##### DATA TO USE
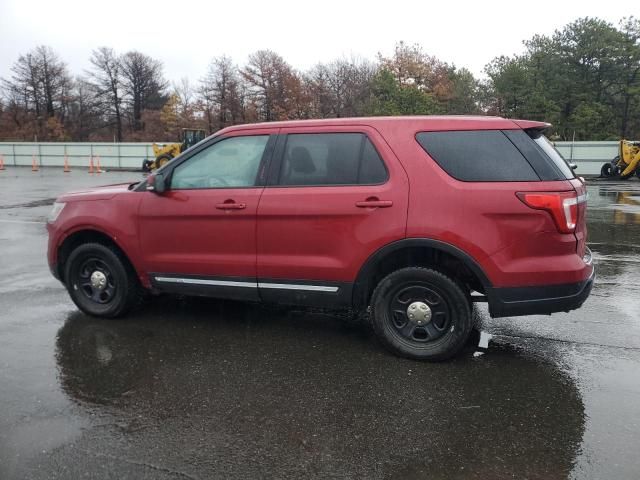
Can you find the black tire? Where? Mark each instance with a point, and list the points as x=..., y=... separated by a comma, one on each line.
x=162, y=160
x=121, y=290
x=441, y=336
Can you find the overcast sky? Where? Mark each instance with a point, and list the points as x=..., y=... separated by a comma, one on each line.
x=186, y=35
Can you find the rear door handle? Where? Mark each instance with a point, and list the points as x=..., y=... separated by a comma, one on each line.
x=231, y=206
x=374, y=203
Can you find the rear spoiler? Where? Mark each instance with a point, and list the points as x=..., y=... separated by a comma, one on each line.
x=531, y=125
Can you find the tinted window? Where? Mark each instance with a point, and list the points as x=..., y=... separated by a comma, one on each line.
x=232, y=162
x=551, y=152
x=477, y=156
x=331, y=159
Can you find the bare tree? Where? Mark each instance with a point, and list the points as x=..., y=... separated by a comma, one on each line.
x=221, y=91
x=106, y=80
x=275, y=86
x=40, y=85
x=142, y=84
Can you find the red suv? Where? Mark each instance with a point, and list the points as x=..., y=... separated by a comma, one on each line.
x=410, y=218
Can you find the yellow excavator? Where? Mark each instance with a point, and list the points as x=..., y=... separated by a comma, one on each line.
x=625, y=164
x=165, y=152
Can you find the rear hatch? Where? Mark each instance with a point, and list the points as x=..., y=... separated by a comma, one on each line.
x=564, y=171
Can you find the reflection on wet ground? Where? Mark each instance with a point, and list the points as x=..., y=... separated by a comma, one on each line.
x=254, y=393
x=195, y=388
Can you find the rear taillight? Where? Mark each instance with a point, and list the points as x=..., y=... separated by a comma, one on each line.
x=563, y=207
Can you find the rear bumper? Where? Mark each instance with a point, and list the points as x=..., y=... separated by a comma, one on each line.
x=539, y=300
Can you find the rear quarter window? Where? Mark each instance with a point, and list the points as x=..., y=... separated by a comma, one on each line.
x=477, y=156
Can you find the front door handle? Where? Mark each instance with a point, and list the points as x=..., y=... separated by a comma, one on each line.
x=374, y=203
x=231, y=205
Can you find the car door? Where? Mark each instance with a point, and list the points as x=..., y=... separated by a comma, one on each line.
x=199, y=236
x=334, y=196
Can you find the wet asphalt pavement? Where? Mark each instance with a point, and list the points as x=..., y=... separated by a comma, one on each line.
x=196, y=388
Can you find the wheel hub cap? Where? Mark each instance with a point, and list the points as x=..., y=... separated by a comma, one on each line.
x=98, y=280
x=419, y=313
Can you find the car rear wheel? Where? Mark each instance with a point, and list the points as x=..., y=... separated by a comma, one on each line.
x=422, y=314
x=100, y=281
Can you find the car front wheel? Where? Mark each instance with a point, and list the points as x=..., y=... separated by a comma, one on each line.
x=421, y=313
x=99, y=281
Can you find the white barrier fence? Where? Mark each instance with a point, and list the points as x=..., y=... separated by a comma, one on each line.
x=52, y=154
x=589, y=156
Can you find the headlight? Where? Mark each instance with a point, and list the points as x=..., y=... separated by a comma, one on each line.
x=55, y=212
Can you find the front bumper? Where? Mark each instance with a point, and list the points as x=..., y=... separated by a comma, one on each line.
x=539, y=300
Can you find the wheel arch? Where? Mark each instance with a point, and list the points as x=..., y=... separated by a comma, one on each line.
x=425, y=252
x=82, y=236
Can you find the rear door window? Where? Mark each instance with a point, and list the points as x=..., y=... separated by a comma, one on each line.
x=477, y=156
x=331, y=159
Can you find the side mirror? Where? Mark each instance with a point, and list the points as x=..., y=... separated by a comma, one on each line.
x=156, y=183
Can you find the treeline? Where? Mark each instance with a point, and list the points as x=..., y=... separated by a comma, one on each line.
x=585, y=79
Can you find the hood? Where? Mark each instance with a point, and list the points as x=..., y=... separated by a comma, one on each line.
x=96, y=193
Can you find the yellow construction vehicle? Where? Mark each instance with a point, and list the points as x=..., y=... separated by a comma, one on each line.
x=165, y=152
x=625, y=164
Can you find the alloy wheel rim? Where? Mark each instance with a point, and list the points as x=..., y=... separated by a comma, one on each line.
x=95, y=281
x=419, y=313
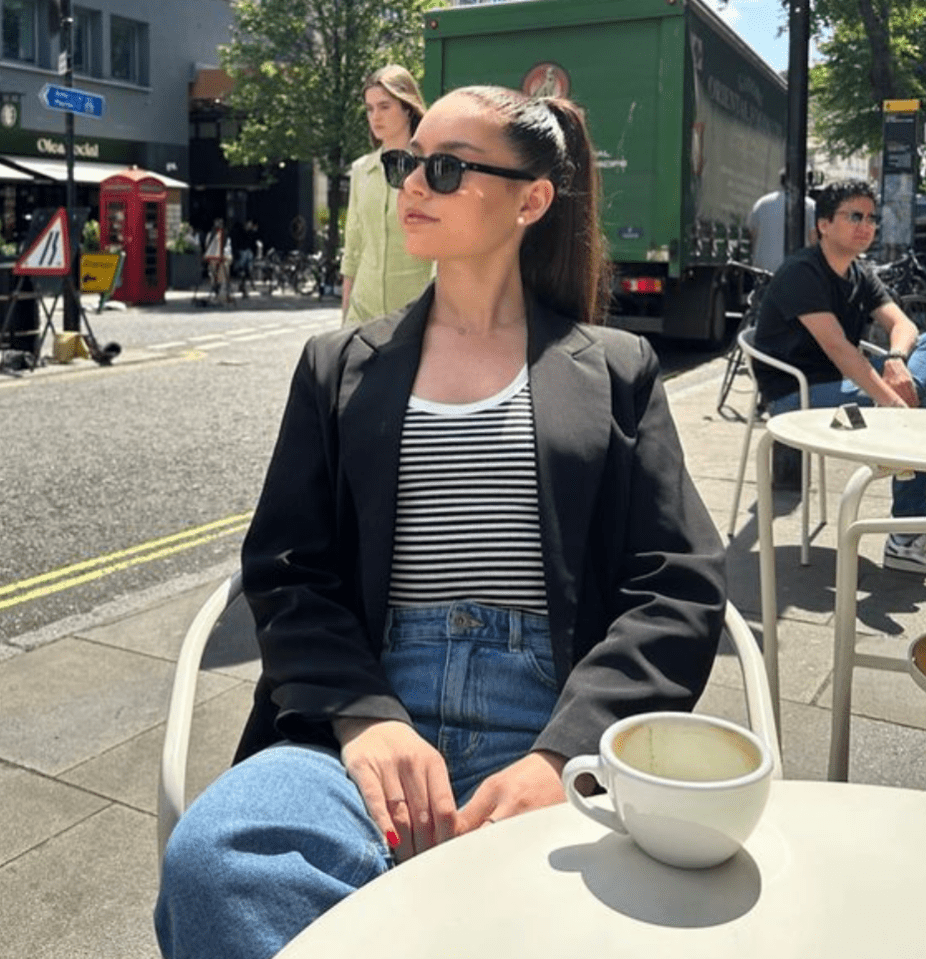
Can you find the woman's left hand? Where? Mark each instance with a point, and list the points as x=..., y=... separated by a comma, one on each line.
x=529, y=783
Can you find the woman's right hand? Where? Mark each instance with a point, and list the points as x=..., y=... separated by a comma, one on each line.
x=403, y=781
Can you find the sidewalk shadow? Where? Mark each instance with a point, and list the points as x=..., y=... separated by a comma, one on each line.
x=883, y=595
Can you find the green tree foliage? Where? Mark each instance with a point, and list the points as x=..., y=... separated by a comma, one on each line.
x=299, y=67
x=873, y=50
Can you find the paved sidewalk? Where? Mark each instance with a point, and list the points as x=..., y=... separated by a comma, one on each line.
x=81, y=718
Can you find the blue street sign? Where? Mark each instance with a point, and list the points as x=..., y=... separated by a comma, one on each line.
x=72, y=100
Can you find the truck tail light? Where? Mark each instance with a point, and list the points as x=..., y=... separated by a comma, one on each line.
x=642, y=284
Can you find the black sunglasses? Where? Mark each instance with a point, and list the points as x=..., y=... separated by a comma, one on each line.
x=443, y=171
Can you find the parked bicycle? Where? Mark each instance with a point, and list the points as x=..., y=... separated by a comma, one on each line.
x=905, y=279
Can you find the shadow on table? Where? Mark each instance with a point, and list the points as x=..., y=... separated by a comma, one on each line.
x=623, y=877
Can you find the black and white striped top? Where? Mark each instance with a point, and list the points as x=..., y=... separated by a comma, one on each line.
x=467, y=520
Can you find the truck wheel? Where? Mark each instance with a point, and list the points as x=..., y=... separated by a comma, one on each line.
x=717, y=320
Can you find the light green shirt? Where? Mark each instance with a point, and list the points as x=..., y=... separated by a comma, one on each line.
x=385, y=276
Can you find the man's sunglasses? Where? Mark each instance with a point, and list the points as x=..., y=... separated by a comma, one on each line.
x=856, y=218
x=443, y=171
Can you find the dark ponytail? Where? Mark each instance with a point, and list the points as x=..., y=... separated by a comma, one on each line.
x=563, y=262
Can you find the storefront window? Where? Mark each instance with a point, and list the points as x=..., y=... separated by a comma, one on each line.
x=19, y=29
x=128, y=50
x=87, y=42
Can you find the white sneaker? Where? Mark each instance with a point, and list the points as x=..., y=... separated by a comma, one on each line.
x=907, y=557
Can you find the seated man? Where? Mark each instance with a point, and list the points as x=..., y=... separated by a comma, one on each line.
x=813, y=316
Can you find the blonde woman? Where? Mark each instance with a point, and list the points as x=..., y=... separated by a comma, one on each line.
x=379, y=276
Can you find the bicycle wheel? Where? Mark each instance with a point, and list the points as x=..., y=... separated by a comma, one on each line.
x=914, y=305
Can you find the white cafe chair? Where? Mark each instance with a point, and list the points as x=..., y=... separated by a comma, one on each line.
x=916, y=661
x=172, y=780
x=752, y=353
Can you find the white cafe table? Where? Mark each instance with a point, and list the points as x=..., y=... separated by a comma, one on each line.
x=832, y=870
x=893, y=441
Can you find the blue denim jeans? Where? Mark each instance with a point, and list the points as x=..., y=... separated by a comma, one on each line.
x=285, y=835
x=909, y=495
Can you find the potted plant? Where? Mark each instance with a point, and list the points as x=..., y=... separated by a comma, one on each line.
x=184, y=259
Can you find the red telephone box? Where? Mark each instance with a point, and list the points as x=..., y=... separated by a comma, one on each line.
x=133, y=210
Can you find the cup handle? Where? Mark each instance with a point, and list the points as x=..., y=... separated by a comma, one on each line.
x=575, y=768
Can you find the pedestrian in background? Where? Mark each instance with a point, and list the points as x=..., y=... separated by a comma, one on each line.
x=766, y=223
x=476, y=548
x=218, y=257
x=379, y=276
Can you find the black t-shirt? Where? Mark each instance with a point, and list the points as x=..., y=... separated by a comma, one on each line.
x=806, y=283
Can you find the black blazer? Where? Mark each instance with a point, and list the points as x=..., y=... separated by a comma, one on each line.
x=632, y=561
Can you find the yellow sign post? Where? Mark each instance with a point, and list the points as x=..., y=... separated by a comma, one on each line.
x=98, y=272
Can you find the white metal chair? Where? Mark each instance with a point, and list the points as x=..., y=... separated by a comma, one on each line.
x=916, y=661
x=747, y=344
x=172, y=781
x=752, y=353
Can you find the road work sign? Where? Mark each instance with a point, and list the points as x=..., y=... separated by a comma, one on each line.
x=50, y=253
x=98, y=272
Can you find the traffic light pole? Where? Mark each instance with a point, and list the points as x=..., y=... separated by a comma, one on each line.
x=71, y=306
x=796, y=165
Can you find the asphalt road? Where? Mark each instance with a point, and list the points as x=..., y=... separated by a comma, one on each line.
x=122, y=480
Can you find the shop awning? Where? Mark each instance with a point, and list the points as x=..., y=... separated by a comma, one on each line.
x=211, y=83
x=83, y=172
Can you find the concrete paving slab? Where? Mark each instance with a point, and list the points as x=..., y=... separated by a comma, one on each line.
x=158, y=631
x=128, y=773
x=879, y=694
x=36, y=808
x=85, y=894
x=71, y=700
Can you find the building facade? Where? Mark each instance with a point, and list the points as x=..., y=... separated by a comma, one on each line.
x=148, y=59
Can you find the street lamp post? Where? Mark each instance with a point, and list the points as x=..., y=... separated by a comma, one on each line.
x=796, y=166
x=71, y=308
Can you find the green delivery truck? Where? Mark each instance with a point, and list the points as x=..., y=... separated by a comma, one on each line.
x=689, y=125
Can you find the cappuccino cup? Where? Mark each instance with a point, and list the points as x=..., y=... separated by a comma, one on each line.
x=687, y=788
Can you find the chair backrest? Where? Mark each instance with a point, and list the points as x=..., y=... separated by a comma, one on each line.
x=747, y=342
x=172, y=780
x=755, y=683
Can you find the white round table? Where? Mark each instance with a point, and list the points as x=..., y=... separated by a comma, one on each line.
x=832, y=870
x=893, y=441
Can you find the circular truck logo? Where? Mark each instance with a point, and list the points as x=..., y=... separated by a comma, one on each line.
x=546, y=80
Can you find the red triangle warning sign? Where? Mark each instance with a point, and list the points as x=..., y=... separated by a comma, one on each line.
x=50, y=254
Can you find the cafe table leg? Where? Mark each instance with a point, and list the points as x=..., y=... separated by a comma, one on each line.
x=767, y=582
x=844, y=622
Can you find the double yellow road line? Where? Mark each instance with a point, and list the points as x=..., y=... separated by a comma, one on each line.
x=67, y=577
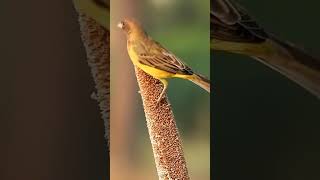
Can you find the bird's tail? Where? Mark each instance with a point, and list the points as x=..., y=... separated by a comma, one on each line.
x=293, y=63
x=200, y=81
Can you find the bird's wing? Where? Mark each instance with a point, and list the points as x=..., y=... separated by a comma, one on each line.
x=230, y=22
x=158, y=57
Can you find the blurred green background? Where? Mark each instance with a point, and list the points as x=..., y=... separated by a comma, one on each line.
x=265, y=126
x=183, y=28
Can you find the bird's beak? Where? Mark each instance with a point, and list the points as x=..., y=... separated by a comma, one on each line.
##########
WHAT YOU NEED TO DO:
Restate word for word the lines running from the one with "Can you find the double" to the end of the entries; pictures are to be left out.

RESPONSE TO THIS TASK:
Can you find the double yellow road line? Where? Mark each instance with a point, and list the points as x=..., y=... separated by a comma, one on each line.
x=67, y=577
Can you find the bird's tail? Where? Mark each instance with a point, and list the points as x=..., y=... separated by a comma, one on each line.
x=293, y=63
x=200, y=81
Can you find the bird's wing? Where? Mark each instance with a point, and list the points as x=..., y=... separated by a comma, one on each line.
x=230, y=22
x=158, y=57
Can you find the blurred green background? Where? Mark each instance with a point, and list the points as x=..., y=... separated by a comma, one on each line.
x=265, y=126
x=183, y=28
Can you find the bird's beak? Where? Mark each instance with a point, and list the points as x=..., y=... separated by a comma, one on each line.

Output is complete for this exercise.